═══ Excerpt provided ═══

It is not to be doubted that such relics of ancient population were once no less common throughout the whole mainland of Scotland, and especially in the fertile districts of the low country, where the earliest traces of a numerous population may reasonably be sought for. A sufficient number still remain in Fife and the Lothians, as well as in the southern counties, to afford means of comparison with other localities; while numerous discoveries of cists, urns, and ancient implements, leave no room to doubt that the same race once occupied the whole island, and practised similar arts and rites in the long cultivated districts of the low country, as in the remotest of the northern or western isles.

It is not improbable that extended observation may justify a more minute classification of the primitive sepulchral monuments of Scotland than has been attempted above, and may establish a relative chronological arrangement of them on a satisfactory basis. With our present imperfect knowledge, any theoretic system would only embarrass future inquiry. But meanwhile it may assist in forming a basis for further operations, to note the following attempts at systematic arrangement from such data as are available.

═══ Excerpted data ═══

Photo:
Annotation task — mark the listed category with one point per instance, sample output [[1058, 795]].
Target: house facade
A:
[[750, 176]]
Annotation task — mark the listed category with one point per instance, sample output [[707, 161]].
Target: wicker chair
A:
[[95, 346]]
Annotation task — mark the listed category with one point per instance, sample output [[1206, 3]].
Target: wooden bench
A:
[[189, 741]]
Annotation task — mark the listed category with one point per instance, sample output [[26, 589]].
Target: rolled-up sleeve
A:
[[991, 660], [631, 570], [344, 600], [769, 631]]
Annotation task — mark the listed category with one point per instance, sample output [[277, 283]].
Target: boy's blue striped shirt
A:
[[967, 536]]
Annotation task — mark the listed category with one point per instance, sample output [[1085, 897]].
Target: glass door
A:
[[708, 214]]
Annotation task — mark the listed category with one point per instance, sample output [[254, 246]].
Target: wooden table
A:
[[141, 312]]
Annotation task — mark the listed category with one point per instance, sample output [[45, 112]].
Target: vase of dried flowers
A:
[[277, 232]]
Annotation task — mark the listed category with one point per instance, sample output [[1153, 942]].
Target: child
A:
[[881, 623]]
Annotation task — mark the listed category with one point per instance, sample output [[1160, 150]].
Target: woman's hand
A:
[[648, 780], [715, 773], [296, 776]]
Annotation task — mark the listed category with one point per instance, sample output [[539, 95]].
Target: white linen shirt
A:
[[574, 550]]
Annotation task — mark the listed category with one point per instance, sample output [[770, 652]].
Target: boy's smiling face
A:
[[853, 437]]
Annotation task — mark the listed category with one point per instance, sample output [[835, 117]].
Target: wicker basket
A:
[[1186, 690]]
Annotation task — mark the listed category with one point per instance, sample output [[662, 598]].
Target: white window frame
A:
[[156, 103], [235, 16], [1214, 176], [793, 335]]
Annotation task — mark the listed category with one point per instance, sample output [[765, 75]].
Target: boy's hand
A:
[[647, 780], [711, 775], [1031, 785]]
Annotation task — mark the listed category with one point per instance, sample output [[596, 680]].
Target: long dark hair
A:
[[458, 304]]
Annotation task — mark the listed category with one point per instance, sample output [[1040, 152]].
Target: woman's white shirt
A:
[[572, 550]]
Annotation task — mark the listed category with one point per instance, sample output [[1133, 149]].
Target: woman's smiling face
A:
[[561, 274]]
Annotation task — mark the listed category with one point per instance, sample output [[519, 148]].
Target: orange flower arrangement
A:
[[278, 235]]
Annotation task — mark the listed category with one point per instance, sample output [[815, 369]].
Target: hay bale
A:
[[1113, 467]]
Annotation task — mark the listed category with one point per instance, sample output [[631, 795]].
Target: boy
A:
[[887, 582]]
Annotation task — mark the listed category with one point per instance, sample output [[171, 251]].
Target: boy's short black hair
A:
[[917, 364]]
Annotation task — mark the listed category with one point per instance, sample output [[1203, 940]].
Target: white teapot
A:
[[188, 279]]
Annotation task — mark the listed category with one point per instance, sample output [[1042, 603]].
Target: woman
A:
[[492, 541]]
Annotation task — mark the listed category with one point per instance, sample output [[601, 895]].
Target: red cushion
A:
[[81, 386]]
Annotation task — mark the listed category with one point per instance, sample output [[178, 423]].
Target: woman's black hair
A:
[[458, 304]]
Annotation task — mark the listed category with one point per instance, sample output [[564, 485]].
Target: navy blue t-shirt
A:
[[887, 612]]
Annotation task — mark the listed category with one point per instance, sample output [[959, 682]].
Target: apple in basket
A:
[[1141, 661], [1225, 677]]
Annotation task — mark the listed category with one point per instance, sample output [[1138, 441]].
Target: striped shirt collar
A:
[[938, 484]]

═══

Complete the following:
1. From the excerpt on Scotland's ancient burial relics, repeat everything from "It is not to" down to "or western isles.".
2. According to the excerpt on Scotland's ancient burial relics, in which areas does a sufficient number of such relics still remain?
3. Render this sentence from the excerpt on Scotland's ancient burial relics in French: "With our present imperfect knowledge, any theoretic system would only embarrass future inquiry."

The responses:
1.
It is not to be doubted that such relics of ancient population were once no less common throughout the whole mainland of Scotland, and especially in the fertile districts of the low country, where the earliest traces of a numerous population may reasonably be sought for. A sufficient number still remain in Fife and the Lothians, as well as in the southern counties, to afford means of comparison with other localities; while numerous discoveries of cists, urns, and ancient implements, leave no room to doubt that the same race once occupied the whole island, and practised similar arts and rites in the long cultivated districts of the low country, as in the remotest of the northern or western isles.

2. In Fife and the Lothians, as well as in the southern counties.

3. Avec nos connaissances actuelles imparfaites, tout système théorique ne ferait qu'entraver les recherches futures.